Conseguentemente, il contribuente che, pur allineandosi alla proposta di pianificazione, consegua un reddito superiore alla soglia minima e ne ometta la dichiarazione va incontro alle ordinarie sanzioni previste per l’infedele dichiarazione, ossia da 1 a 2 volte la maggiore imposta o la differenza di credito (art.1, comma 2, D.Lgs. 471/1997). A tal fine, le sanzioni sono calcolate sull’imposta determinata tenendo conto delle ordinarie aliquote, poichè, in tali casi, il contribuente perde i benefici acquisiti con l’adesione alla pianificazione.
A parere dell’Agenzia, inoltre, l’esplicito riferimento al reddito, e non invece ai soli ricavi, fa sì che lo scostamento del reddito può verificarsi, non solo nell’ipotesi di omissione di maggiori ricavi conseguiti rispetto a quelli dichiarati, ma anche in conseguenza di altri eventi, quali l’illegittima deduzione di costi.
In ogni caso, è stato precisato che la perdita dei benefici derivanti dall’adesione della pianificazione si applica solo nell’esercizio in cui si verifica lo scostamento tra il reddito dichiarato e quello effettivamente conseguito. Resta, invece, fermo l’accordo per le altre annualità comprese nella pianificazione, nelle quali non si verifica tale circostanza.

Effetti del mancato rispetto della pianificazione e degli Studi di Settore
L’art.1, comma 395, della Finanziaria prevede che l’Amministrazione finanziaria proceda ad accertamento parziale (ai fini delle imposte sul reddito e dell’IVA), nel caso in cui il contribuente:
– abbia dichiarato redditi inferiori a quelli pianificati, salva l’ipotesi di documentati accadimenti straordinari e imprevedibili;
– pur allineandosi al livello di reddito minimo concordato, abbia dichiarato ricavi inferiori a quelli derivanti dall’applicazione degli Studi di Settore.
Al riguardo, l’Agenzia ha precisato che, in entrambe le ipotesi, l’accertamento parziale è sostanzialmente finalizzato a far emergere un maggior reddito o dei maggiori ricavi rispetto a quelli dichiarati, consentendo di rendere effettivo l’accordo liberamente sottoscritto dal contribuente.
In tal senso, quindi, l’accertamento non implica la decadenza dalla pianificazione per gli anni concordati.
Le fattispecie che determinano il venir meno dell’accordo, infatti, sono tassativamente elencate nell’art.1, comma 396, che non contempla anche le citate ipotesi.
In particolare, si ricorda che opera la decadenza dai benefici della pianificazione, qualora:
– il reddito dichiarato differisca da quanto effettivamente conseguito, ovvero non siano adempiuti gli obblighi formali e sostanziali previsti in materia di IVA dal DPR 633/1972. In questi casi, tuttavia, continua ad operare l’inibizione dei poteri d’accertamento induttivo (di cui all’art.39, comma 2, lett.d, DPR 600/1973 per le imposte sul reddito e all’art.55, comma 2, numero 3, DPR 633/1972 per quanto riguarda l’IVA). Stanti i chiarimenti precedentemente detti, la decadenza opera solo per il periodo d’imposta in cui si verifica lo scostamento;
– siano contestate al contribuente condotte che integrano le fattispecie riguardanti alcuni delitti in materia di dichiarazione, disciplinati dal D.L.gs.74/2000 e, più in particolare, dagli artt.2-5 (dichiarazione fraudolenta, infedele o omessa), 8 (emissione di fatture o altri documenti per operazioni inesistenti), 10 (occultamento o distruzione di documenti contabili), 11 (sottrazione fraudolenta al pagamento di imposte).

(Estratti di record di annotazione)

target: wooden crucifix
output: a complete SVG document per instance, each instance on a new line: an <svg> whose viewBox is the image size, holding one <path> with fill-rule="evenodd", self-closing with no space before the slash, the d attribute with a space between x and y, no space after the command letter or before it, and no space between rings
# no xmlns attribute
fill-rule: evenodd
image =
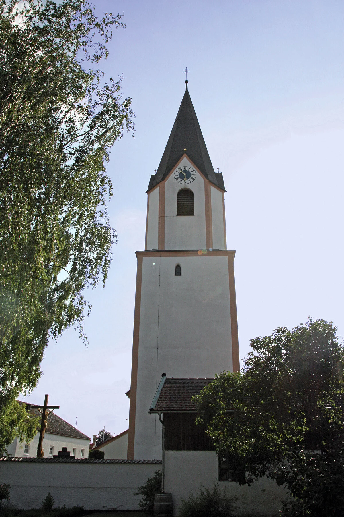
<svg viewBox="0 0 344 517"><path fill-rule="evenodd" d="M45 432L46 426L48 423L48 415L50 415L50 414L54 411L54 409L59 409L60 408L59 406L48 406L48 398L49 396L46 395L44 398L44 404L43 406L36 406L35 404L32 404L31 406L32 408L38 409L40 413L42 413L41 430L39 432L39 439L38 440L38 446L37 447L37 458L43 458L44 455L44 453L42 446L43 445L43 438L44 436L44 433ZM49 409L51 409L51 410L49 411Z"/></svg>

(Consegna):
Puoi proseguire l'estratto sulla pianificazione fiscale, riprendendo subito dopo l'ultima frase riportata?

(Soluzione esercizio):
Inoltre, si verifica la perdita dai benefici della pianificazione, per l’intero triennio oggetto di pianificazione, nell’ipotesi in cui emergano da controlli e segnalazioni, anche di fonte esterna all’Amministrazione, dati difformi da quelli comunicati dal contribuente, qualora gli stessi siano stati utilizzati per la formulazione della proposta (art.1, comma 397, L.311/2004).
Al riguardo, l’Agenzia ha precisato che la possono determinare la decadenza i soli dati ed elementi difformi da quelli comunicati dal contribuente in grado di modificare, significativamente, la previsione di ricavi e di reddito operata dall’Amministrazione.
Infine, nel caso di variazione dell’attività nel corso del triennio, la pianificazione cessa di avere effetto dal periodo d’imposta nel corso del quale si è verificato il cambiamento (art.1, comma 398, legge 311/2004).
Diversamente, non costituisce ipotesi di decadenza l’inapplicabilità o l’esclusione dagli Studi di settore in uno dei tre periodi d’imposta che formano oggetto della pianificazione. In questo caso, il contribuente non ha l’obbligo di dichiarare ricavi congrui, in virtù dell’impossibilità di determinarne l’ammontare.

Participation exemption

Con riferimento all’esenzione da imposizione delle plusvalenze realizzate a seguito della vendita di partecipazioni societarie, in presenza di determinate condizioni (art.87 del TUIR-DPR 917/1986, c.d. “participation exemption”), l’Agenzia è nuovamente intervenuta sul requisito relativo alla “commercialita”’ dell’attività svolta dalla partecipata.
Si ricorda, infatti, che una delle condizioni richieste dall’art.87 del TUIR, ai fini dell’applicabilità della Participation exemption, è quello relativo allo svolgimento, da parte della società partecipata, di un’attività commerciale. Tale condizione si presume non esistente qualora la partecipata abbia il patrimonio prevalentemente costituito da immobili, diversi dai beni merce e da quelli utilizzati direttamente nell’attività (art.87, comma 1, lett.d, TUIR).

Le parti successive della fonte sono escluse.